__Exercise instructions__: For the material that follows, work out how many lines hold the word "outstretched" and answer only with the number.

__Available data__:

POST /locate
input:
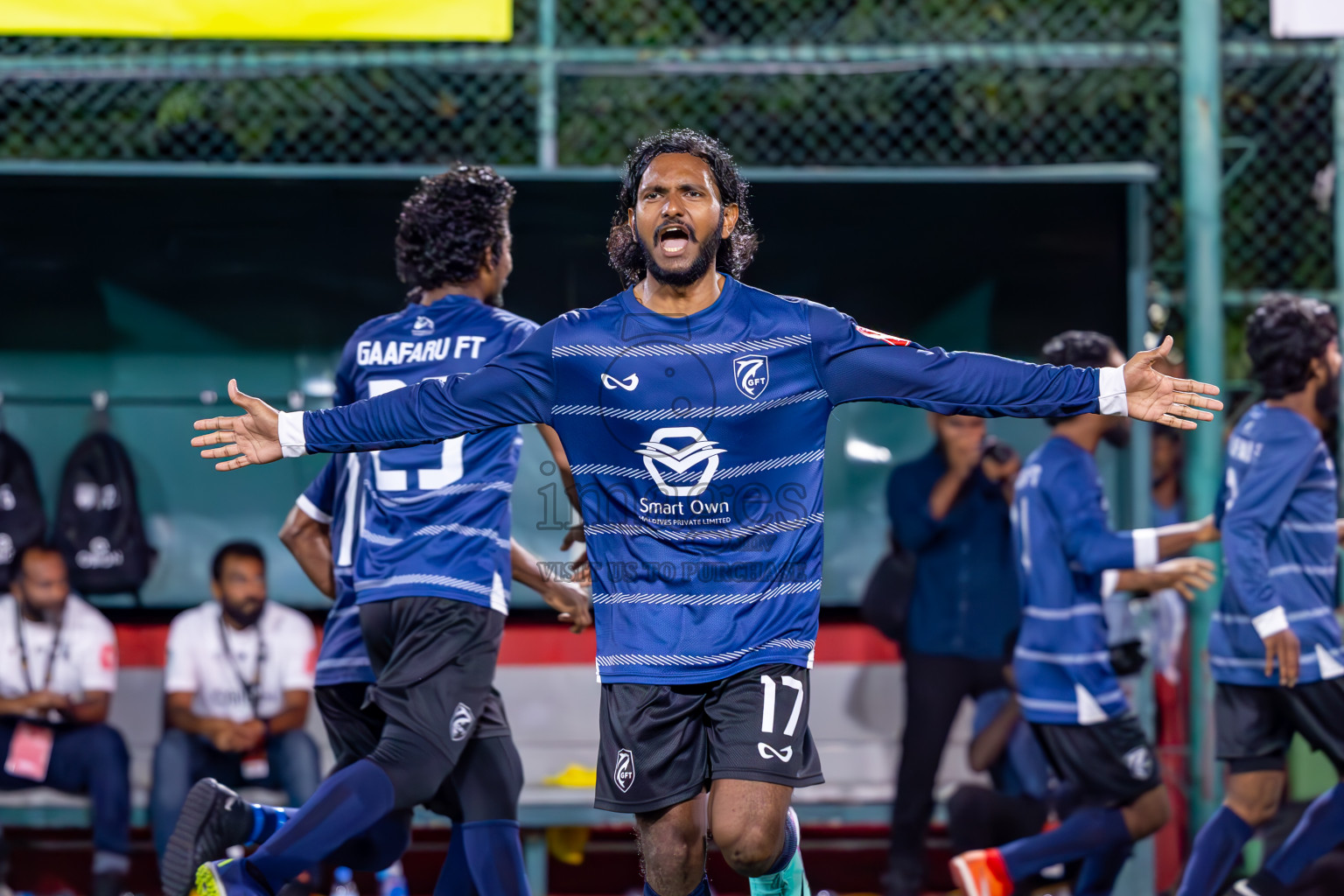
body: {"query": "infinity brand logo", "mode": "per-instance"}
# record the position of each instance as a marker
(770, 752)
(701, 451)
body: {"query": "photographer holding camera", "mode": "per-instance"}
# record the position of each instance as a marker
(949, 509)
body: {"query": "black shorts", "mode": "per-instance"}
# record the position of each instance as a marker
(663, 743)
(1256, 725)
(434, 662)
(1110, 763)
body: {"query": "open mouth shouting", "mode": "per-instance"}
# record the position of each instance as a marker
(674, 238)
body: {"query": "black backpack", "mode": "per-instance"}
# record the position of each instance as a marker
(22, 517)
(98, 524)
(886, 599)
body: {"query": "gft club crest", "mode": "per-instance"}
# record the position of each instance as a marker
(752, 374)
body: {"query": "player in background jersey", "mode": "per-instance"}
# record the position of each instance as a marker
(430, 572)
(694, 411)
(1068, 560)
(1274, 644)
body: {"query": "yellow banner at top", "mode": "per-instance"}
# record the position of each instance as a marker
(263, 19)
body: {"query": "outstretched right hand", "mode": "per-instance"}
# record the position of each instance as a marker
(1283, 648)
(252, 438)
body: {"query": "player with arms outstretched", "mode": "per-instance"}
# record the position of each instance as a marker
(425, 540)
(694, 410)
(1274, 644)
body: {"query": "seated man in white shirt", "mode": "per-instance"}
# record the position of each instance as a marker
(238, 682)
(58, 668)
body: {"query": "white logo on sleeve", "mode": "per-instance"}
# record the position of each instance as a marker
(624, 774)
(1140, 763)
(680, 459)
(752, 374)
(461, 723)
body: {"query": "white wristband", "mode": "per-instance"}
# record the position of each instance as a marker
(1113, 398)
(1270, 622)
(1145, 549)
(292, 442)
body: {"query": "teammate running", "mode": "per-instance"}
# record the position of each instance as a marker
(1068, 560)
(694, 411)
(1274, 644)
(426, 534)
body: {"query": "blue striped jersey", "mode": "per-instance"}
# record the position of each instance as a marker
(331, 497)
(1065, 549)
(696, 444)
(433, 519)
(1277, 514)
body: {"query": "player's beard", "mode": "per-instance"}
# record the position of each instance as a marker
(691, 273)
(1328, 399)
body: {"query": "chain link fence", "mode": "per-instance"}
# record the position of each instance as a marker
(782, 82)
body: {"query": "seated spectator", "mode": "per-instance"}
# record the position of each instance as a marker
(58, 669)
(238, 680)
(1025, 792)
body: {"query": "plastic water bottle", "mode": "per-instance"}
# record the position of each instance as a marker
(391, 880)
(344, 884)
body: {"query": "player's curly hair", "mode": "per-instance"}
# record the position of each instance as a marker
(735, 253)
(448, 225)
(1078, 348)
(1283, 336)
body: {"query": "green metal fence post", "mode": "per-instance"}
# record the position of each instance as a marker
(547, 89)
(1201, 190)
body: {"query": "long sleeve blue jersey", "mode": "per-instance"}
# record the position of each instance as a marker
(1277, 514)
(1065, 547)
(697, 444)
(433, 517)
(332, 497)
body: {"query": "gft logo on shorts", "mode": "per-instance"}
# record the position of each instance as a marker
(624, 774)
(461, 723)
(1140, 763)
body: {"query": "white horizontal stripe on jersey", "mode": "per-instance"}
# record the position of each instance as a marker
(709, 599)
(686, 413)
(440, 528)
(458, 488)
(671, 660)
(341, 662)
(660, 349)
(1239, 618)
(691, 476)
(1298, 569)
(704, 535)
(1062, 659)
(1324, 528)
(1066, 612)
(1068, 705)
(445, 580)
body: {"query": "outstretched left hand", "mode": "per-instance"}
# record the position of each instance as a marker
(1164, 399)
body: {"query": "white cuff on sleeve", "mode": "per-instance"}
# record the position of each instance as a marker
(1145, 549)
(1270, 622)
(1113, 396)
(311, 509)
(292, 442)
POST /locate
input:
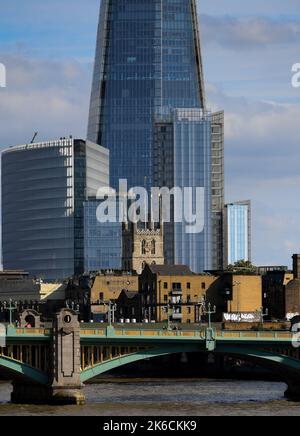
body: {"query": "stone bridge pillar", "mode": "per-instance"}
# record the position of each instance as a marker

__Response box__: 3